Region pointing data
===============

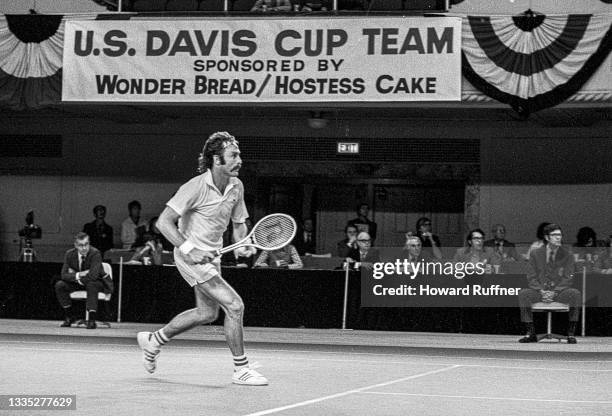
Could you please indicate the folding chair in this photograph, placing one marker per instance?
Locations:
(549, 308)
(81, 295)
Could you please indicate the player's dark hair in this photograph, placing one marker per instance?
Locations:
(584, 235)
(215, 145)
(134, 204)
(550, 228)
(468, 239)
(98, 207)
(420, 222)
(361, 205)
(350, 226)
(540, 230)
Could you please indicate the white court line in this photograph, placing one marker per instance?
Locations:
(319, 359)
(346, 393)
(377, 362)
(343, 353)
(520, 399)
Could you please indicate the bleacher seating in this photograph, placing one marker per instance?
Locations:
(385, 5)
(181, 5)
(211, 5)
(242, 5)
(322, 263)
(149, 5)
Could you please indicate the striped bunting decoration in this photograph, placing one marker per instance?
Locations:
(533, 61)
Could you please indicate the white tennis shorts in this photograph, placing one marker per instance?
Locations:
(196, 273)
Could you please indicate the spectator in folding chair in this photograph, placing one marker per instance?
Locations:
(550, 279)
(82, 270)
(99, 232)
(286, 257)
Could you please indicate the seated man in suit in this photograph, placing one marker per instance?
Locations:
(99, 232)
(550, 279)
(305, 241)
(286, 257)
(414, 252)
(504, 248)
(82, 270)
(365, 255)
(345, 247)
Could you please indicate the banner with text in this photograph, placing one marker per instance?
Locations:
(263, 60)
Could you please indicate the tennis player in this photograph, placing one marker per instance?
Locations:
(203, 208)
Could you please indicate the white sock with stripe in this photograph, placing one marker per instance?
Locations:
(240, 362)
(158, 338)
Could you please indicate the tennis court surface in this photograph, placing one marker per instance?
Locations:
(311, 372)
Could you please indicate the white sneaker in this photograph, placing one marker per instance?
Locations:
(249, 377)
(149, 352)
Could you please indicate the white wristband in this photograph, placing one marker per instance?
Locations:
(186, 247)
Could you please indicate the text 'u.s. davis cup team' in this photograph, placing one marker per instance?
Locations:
(274, 60)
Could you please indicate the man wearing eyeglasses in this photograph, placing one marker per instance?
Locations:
(550, 279)
(82, 270)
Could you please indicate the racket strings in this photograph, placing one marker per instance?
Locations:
(274, 232)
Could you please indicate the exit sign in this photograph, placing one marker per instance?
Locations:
(348, 148)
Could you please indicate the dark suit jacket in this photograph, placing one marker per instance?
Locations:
(92, 262)
(556, 276)
(101, 238)
(345, 251)
(367, 226)
(302, 246)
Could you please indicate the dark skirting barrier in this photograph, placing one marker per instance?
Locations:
(272, 297)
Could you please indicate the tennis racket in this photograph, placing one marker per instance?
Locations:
(272, 232)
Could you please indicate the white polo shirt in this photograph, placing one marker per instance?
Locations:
(205, 212)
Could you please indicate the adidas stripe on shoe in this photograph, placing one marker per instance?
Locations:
(149, 352)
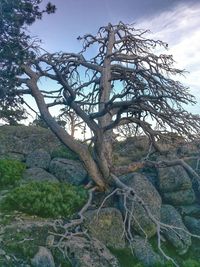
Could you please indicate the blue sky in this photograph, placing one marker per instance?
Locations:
(174, 21)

===============

The records above must be repeated exactly, minus their pictures.

Could you please indicate the folding chair in this photograph, placing one marker per instance?
Locations:
(549, 308)
(81, 295)
Could you please indicate the player's dark hair in this photograph, placing one marker per instance?
Locations:
(584, 235)
(215, 145)
(134, 204)
(550, 228)
(468, 239)
(98, 207)
(420, 222)
(361, 205)
(350, 226)
(540, 230)
Could you please indicate the white court line in this photograph, placing one marker per instance?
Locations:
(319, 359)
(346, 393)
(377, 362)
(343, 353)
(520, 399)
Could you please indicate the bleacher seating in this photograph, placing one marker per instance?
Locations:
(385, 5)
(181, 5)
(211, 5)
(242, 5)
(322, 263)
(149, 5)
Could you please indicate the striped bunting decoration in this photograph, placing one marker per instance?
Locations:
(533, 61)
Could you please indicate the white tennis shorts in this photograph, placing one marker per instance?
Locations:
(196, 273)
Could you please indicate the spectator in folding chair in this photograph, placing one marker per instance?
Locations:
(550, 279)
(82, 270)
(99, 232)
(286, 257)
Could you please indicate the seated man in suit in this photograph, placing one marker per instance?
Locations:
(99, 232)
(550, 279)
(305, 241)
(286, 257)
(414, 252)
(504, 248)
(82, 270)
(365, 255)
(345, 247)
Could you please indicate the banner with text in this photograph, placing one marker per instance?
Locations:
(263, 60)
Could you please indicate the tennis player in this photograph, placing one marker per instance?
Locations:
(203, 208)
Could you please indicate the white sock with stripe in this photograph, placing one marker per instance?
Locations:
(240, 362)
(158, 338)
Could you please indicate the tennis court surface in this photograph, placing one marker per instance?
Locations:
(311, 372)
Could you please indicate the white sneaker in this photograph, placing one marker per instance?
Locations:
(249, 377)
(149, 352)
Could you please indicate the white wristband in this photograph, placing one marker per instance?
Locations:
(186, 247)
Could you please indicate the text 'u.s. davis cup team' in this photograph, placing one marker per instance?
Locations:
(274, 60)
Could you please indicate the man wearing eyeglasses in this photograph, placing one marker per instance?
Locations:
(550, 279)
(82, 270)
Could you please indicate the racket strings in this photograph, placing one marker per instance?
Locations:
(274, 232)
Could you please indicate the exit sign in this photograph, placing one marker per instance?
Locations:
(348, 148)
Could you please indicate the dark suit jacket in this photograph, placing one marker per instance?
Locations:
(92, 262)
(556, 276)
(101, 238)
(345, 251)
(367, 226)
(302, 246)
Could you please indicate the dark skirting barrier in this photograph, placing one marker per instance?
Locations:
(272, 297)
Could you please indicate the tennis racket in this photograph, placing one marker per instance?
Locations:
(272, 232)
Could you please indicate the white polo shirt in this photograph, placing one marker per instance?
Locations:
(205, 212)
Could you please indicate the adidas stripe on shoe in this photograph, placing one marker per instance?
Locations:
(149, 352)
Could you please indicate the blue sky in this photograph, placing one marker per instance?
Locations:
(174, 21)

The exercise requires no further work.